■ **Tasks**:
• A. In the commentary on Thursday's stock market drop, which state paused its reopening for a week?
• B. Carry on the commentary on Thursday's stock market drop, picking up after its final sentence.

[[ Extract to read, beginning ]]

The S&P 500 fell -5.9% Thursday, its biggest one-day drop since March 16, apparently sparked by reports hinting at an emerging second wave of COVID-19 in select US states.[i] This will no doubt further stoke widely held fears of the virus returning, renewing lockdowns and thereby causing markets to retest their late-March lows—or worse. But we think this is a time to remember that no market recovery moves in a straight line. Further, we think it is premature to suggest a second wave packing sufficient negative surprise to drive stocks materially lower for long is at hand.
In recent days, several states have reported increasing infection rates and hospitalizations, seemingly stoking this week’s volatility. For example, new daily cases in Texas and Arizona on Wednesday hit their highest level since the pandemic started. Oregon—which has largely avoided major COVID outbreaks—saw its highest reported new case totals on Thursday and paused its reopening for a week, forestalling plans set to take effect Friday morning. Hospitalizations also jumped in all three states, implying increased testing isn’t the only reason for rising caseloads. Several other states saw the percentage of positive tests climb. In Texas, Houston city officials said they may have to re-impose a lockdown, at least to some degree. It seems likely this news, which echoes fears existing throughout this crisis, drove Thursday’s sharp drop. But we think the market’s reaction looks mostly sentiment-driven. Whether a new wave packs more punch and renews or extends lockdowns beyond what investors presently anticipate remains to be seen. No one possesses any unique knowledge on this front now.

[[ Extract to read, end ]]
[[ Provided records, beginning ]]

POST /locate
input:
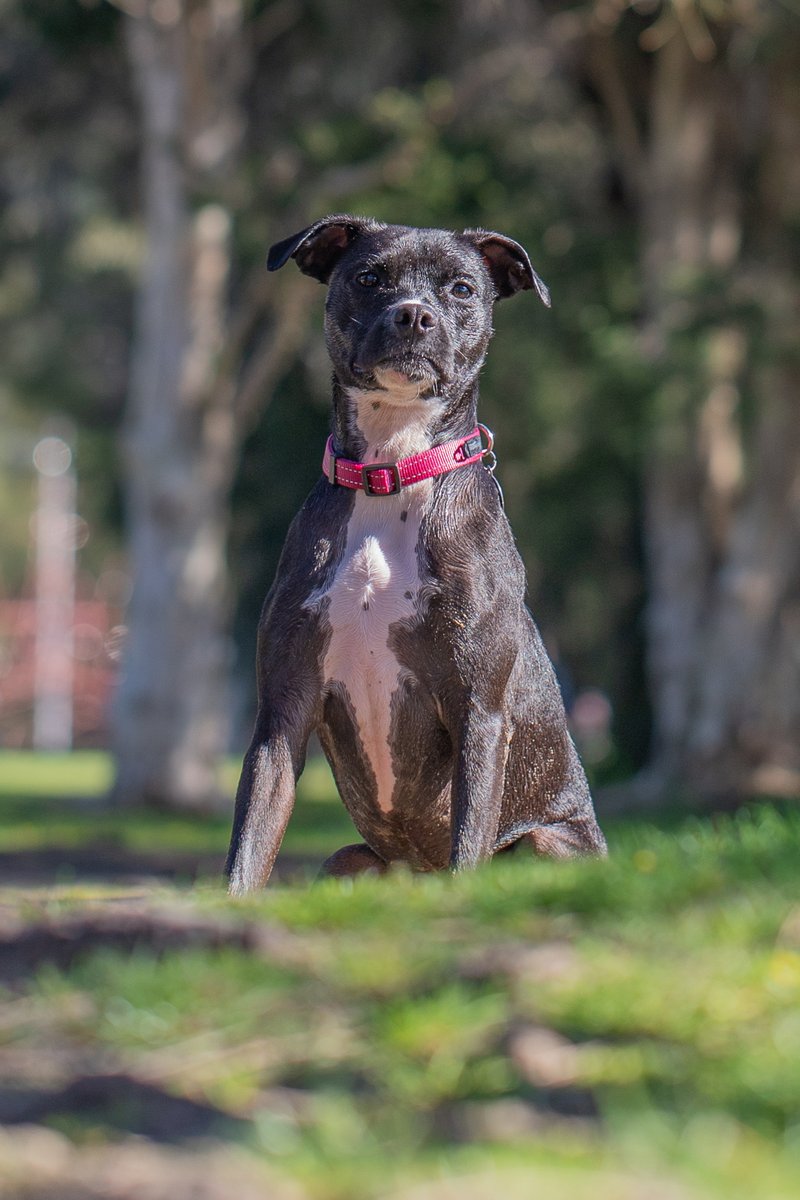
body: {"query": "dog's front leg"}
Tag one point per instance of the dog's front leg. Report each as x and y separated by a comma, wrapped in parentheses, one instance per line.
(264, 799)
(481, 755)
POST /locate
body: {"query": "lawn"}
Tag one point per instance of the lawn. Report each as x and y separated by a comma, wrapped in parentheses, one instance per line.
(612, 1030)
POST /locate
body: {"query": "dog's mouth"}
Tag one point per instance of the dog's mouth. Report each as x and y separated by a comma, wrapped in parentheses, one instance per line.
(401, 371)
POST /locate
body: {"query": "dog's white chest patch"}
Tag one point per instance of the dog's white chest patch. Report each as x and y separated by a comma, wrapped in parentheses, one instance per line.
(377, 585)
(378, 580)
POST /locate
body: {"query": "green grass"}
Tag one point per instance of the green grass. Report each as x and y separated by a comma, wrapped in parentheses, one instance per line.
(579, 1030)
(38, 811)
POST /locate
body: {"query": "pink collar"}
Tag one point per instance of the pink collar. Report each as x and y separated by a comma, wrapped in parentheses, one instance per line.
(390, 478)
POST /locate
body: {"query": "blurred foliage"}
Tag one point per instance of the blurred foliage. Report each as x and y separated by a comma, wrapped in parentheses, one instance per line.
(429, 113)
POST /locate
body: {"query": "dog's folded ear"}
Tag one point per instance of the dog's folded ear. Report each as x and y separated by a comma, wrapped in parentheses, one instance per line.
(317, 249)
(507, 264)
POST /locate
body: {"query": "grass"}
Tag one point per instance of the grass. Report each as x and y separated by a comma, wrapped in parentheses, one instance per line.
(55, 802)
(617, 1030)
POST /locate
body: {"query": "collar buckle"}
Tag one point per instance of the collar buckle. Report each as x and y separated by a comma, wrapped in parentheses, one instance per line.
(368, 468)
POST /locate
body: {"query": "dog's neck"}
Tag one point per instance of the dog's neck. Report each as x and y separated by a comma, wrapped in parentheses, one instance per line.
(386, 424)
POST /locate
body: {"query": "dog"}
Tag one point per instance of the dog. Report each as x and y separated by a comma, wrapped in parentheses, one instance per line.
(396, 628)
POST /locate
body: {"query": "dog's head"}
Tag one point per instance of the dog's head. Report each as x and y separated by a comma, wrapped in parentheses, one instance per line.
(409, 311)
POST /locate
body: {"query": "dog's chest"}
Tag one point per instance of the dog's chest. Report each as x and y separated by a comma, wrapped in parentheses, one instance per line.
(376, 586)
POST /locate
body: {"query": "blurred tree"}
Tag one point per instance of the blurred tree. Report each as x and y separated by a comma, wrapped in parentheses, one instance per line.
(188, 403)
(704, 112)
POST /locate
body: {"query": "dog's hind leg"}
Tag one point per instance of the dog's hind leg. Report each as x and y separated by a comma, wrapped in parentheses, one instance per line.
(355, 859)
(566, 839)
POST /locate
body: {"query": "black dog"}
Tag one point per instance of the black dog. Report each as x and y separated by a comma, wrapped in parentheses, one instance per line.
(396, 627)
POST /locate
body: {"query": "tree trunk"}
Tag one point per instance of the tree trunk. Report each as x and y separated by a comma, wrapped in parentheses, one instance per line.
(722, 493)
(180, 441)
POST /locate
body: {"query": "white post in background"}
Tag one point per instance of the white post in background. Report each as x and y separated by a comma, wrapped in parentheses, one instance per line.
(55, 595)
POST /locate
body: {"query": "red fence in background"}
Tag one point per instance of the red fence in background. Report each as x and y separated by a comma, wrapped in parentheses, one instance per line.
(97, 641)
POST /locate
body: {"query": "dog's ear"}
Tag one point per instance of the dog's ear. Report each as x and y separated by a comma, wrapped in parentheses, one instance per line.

[[ Provided records, end ]]
[[ Provided records, beginning ]]

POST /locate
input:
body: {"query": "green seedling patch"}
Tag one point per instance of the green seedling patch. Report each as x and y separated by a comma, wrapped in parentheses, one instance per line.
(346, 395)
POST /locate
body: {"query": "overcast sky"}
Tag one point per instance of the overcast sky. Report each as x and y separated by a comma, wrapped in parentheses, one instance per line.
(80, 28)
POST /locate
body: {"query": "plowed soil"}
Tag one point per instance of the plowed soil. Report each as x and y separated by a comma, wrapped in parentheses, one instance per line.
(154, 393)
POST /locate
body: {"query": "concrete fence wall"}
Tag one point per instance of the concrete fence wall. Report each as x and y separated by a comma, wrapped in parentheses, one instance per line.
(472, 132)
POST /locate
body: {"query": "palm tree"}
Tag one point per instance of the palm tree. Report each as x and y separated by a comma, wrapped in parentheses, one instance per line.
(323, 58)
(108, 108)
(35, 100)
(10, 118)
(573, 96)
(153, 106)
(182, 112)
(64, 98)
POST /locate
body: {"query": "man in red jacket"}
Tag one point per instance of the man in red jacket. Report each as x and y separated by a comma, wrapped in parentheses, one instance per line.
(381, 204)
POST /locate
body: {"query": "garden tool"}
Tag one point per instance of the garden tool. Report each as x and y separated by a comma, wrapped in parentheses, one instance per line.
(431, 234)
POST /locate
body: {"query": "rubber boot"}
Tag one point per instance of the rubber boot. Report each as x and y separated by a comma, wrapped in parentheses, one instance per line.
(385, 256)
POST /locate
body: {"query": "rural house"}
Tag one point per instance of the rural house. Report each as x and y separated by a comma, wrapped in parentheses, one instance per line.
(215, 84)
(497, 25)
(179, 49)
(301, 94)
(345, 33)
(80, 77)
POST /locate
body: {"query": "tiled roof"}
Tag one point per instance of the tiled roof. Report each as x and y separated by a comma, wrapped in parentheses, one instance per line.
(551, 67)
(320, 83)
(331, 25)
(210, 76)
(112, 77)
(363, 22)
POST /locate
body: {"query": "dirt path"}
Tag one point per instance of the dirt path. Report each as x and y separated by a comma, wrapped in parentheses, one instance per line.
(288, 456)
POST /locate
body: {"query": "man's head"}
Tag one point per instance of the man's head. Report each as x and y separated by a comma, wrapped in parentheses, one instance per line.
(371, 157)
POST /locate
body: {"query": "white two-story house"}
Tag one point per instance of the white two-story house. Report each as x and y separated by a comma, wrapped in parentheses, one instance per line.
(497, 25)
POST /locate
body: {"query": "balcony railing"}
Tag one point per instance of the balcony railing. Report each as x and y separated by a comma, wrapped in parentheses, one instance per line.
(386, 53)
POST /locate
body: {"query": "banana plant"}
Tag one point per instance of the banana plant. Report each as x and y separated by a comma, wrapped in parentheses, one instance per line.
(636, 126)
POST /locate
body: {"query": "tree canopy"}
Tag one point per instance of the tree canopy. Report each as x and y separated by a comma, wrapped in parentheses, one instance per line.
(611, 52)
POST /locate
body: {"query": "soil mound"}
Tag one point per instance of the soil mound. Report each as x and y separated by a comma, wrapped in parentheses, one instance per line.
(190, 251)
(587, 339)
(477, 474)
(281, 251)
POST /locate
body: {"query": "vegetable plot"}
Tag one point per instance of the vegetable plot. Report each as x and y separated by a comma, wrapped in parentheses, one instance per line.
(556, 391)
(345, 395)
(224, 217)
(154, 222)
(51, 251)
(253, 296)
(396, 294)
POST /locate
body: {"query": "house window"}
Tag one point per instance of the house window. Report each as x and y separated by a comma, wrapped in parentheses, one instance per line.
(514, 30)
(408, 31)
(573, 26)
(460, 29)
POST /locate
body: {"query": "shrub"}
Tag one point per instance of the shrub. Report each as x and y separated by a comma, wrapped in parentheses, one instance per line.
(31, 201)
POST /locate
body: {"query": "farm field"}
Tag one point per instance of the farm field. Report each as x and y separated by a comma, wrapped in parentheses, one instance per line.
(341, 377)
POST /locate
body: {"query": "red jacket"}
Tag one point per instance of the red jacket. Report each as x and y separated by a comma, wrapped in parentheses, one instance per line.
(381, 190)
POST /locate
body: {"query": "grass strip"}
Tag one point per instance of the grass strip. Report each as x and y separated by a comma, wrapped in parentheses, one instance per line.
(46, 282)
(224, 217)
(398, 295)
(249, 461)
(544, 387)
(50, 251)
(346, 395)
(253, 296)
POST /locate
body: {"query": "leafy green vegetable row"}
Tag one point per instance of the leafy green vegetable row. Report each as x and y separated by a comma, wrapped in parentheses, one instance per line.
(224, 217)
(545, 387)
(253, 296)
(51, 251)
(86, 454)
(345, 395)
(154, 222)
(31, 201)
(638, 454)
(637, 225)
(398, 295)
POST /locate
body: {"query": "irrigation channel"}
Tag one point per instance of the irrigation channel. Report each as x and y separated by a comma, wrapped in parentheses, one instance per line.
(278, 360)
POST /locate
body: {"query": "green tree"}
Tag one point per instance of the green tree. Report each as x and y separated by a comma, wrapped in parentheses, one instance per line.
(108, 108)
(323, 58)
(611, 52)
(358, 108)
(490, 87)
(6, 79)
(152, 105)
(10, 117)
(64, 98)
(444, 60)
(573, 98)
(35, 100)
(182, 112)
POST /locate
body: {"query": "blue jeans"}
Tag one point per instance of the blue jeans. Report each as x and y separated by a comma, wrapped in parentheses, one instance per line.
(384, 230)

[[ Provided records, end ]]
[[ Provided records, beginning ]]

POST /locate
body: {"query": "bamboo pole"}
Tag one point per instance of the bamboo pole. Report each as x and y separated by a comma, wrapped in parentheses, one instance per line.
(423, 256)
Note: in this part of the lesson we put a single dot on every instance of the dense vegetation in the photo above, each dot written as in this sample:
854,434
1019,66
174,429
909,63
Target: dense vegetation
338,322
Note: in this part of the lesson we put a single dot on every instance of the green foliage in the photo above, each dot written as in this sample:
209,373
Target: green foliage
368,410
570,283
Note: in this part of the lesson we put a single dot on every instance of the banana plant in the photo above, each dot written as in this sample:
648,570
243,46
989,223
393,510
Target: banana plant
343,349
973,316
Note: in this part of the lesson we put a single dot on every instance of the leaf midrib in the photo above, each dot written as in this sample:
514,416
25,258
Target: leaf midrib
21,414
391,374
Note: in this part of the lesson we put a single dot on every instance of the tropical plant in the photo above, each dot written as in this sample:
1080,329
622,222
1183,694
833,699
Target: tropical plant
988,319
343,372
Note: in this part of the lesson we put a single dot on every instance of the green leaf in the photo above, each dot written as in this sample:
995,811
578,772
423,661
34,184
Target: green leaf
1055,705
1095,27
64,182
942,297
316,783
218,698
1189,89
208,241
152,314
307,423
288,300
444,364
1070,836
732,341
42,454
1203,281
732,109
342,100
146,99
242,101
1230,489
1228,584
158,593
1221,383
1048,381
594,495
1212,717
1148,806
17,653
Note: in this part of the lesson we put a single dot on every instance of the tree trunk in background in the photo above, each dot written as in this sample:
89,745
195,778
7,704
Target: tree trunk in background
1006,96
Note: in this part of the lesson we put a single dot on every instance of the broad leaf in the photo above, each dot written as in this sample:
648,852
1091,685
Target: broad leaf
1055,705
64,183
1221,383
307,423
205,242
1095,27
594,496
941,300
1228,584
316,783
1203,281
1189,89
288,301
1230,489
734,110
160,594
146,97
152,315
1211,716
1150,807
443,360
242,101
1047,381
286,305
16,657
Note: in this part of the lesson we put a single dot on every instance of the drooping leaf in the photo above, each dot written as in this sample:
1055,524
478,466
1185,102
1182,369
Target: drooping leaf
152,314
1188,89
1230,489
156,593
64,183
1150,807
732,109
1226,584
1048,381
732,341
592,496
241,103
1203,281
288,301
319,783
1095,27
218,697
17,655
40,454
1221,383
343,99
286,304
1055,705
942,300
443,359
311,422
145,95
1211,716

[[ Provided records, end ]]

■ **Answer list**:
• A. Oregon

• B.
Market volatility—even extreme volatility—doesn’t tell you much on its own. Recoveries never move in straight lines. Such short-term swings aren’t predictable—nor do they predict market direction. As we documented Wednesday, there was considerable uncertainty coming out of the last bear market in 2009. While there was a sharp recovery off the March 9 trough then, it stalled in mid-June, not unlike 2020. From June 12 to July 10, 2009, the S&P 500 fell -7.1%.[ii] In a familiar refrain, headlines warned stocks had climbed “too far, too fast” amid ongoing economic contraction and the advent of swine flu. Yet this weakness proved to be a countertrend headfake. Stocks resumed climbing in what turned out to be the early days of history’s longest bull market. In the aftermath of 1990’s bear market, stocks’ rally faced a brief interruption by a -5.6% slide from December 21, 1990 – January 14, 1991 as tensions between the US-led coalition and Iraq reached fever pitch.[iii] Despite war’s commencing days later, stocks rebounded and kept climbing. To be sure, there are times like the October 2002 – March 2003 stretch when markets retested October’s lows. That could happen now. It also remains possible that stocks head lower than March 23. Yet both of those scenarios are quite far removed from where markets stand today. The key factor, in our view, is how reality lines up with expectations. Markets have been anticipating a second wave for months, which raises the question of whether the scenario we see now is likely to prove worse than what investors’ fears have already factored into stock pricing.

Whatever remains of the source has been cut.